TEXT UNDER STUDY:
>>>>
KIT: Meicraft 1/72 Grumman FF-1
KIT #: 1608
PRICE: $15.00 when new
DECALS: One option
REVIEWER: Joel Hamm
NOTES: Very short run. Company Out of Business

HISTORY

  When the Loening Aircraft Company was sold, in 1928, its chief designer, Leroy Grumman, started his own company to continue building airplanes for the US Navy. The FF-1 was the first product of fifty-plus-years of partnership between that company and service. It broke new ground by being the first enclosed cockpit, retractable gear, stressed metal skin navy fighter. Despite superior performance in all aspects except climb rate, it served operationally for only a year and half with a single squadron aboard the USS Lexington. Lot’s more info is available on various Web sites; some is, shall we say, “enlightening”. One source claims the Grumman could land on water. I guess in a way it could; but it wouldn’t be taking off again very soon thereafter. A pristine survivor hangs in the Museum of Naval Aviation in Pensacola.
<<<<
SOURCE INFORMATION:
>>>>
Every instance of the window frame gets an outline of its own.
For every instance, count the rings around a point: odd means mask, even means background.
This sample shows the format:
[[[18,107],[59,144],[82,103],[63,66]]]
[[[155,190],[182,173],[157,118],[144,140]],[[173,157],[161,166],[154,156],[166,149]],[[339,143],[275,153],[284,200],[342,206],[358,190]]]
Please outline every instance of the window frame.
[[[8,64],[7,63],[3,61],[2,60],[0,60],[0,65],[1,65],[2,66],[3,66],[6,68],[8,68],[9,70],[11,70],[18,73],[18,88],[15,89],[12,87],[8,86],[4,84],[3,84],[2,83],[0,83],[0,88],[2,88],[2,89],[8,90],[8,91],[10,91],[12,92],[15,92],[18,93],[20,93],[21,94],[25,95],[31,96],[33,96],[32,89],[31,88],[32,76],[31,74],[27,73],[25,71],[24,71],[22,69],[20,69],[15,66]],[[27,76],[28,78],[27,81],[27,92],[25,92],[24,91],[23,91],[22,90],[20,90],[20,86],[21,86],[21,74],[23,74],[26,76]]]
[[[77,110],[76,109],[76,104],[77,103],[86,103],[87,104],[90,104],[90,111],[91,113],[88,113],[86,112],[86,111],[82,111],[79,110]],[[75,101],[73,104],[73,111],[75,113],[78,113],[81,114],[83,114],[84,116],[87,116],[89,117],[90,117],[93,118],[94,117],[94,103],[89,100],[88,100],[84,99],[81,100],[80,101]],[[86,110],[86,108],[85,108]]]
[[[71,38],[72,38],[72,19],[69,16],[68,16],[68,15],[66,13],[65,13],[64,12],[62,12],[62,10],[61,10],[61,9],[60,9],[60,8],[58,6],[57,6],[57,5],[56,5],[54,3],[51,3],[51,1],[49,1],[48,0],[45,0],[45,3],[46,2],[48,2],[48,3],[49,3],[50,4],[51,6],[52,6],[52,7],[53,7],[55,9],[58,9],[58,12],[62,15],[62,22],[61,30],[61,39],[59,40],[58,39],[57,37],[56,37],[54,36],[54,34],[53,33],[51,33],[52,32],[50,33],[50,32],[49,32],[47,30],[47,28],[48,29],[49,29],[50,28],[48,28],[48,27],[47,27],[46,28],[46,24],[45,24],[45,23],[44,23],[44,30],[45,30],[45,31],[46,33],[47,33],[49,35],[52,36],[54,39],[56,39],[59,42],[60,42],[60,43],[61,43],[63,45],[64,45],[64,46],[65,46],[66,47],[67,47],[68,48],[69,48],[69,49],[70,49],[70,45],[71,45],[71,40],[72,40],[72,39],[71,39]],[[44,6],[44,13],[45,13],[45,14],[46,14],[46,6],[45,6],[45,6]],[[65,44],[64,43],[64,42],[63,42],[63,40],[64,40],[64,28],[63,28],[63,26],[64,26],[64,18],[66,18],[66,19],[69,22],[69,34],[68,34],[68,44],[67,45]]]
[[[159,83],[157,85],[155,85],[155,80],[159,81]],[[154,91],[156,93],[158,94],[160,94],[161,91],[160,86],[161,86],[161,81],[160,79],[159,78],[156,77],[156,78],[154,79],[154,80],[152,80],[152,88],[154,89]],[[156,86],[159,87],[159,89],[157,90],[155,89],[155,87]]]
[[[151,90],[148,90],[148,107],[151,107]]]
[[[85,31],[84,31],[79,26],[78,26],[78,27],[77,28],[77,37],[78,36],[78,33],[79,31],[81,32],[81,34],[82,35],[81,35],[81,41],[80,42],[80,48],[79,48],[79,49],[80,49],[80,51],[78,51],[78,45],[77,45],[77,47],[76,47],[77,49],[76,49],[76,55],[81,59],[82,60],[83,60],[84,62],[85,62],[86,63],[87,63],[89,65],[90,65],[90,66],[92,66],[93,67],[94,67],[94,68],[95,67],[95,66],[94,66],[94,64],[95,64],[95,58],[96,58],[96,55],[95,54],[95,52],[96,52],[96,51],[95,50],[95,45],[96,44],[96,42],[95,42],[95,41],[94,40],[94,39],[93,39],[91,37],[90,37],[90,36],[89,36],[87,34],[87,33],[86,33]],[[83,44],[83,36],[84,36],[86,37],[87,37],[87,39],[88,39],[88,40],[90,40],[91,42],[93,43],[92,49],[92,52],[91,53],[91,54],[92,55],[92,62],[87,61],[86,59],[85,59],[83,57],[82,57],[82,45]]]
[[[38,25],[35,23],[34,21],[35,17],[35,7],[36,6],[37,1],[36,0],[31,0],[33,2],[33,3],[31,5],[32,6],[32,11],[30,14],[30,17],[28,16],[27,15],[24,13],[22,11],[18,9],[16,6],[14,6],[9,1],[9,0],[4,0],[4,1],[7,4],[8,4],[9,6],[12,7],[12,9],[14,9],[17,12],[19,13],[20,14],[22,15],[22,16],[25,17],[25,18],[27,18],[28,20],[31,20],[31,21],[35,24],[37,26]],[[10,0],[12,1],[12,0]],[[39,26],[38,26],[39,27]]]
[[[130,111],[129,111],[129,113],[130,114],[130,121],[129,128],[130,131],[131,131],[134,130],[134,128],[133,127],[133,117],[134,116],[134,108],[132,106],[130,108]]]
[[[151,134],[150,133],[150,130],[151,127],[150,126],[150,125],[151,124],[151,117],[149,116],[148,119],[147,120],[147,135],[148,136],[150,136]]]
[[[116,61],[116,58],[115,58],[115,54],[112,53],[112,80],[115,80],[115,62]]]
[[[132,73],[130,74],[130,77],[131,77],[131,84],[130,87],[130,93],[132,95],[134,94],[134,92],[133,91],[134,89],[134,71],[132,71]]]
<<<<
ASSIGNMENT 1: According to the Meicraft FF-1 kit review, where did the FF-1 serve operationally, and for how long?
ASSIGNMENT 2: Continue the Meicraft FF-1 kit review from the point where it stops.

EXPECTED ANSWER 1: It served for only a year and a half, with a single squadron aboard the USS Lexington.

EXPECTED ANSWER 2:
THE KIT

In the 1980s a few companies enjoyed brief and limited success offering experienced modelers unusual subjects as vacu-formed kits.  The difficulties of working with this medium led to its demise; but a half dozen mostly one-man-show pioneers in low tech injection molding picked up the thread. Merlin, in Britain, was the first, soon followed by his countryman Pegasus. In the US, the call was answered by Twelve Squared, Beechnut and its successor Allied Research North, and Meikraft.

            OOB – Straight Out of the Box, building did not apply to their products. Their lack of expensive high pressure injection equipment and tooled metal molding demanded patient work with shaping tools, and a well stocked spares bin. The degree of this dedication varied between brands, and among the issues of a particular company.  Meikraft’s quality generally nudged the higher edge of the envelope.

            The accompanying photos show what you got for the then “luxury sedan” price of $15 - $20.  Meikraft had a thing for orange plastic. Perhaps he bought out what Monogram had left over after they churned out their run of Gulfhawks and Albatrosses. At least it wasn’t as waxy and resistant to sanding as other firms’. The two sprues of the kit are very different.  The one containing the fuselage is sharply defined, with petite surface detail, but a grainy texture that would be hard to remedy without loss of that detail. The wings sprue is thicker and has a shiny but undulating surface texture – like choppy water. Fixing that while preserving the scalloped ribbing would take many hours with a half round file and sandpaper wrapped dowel.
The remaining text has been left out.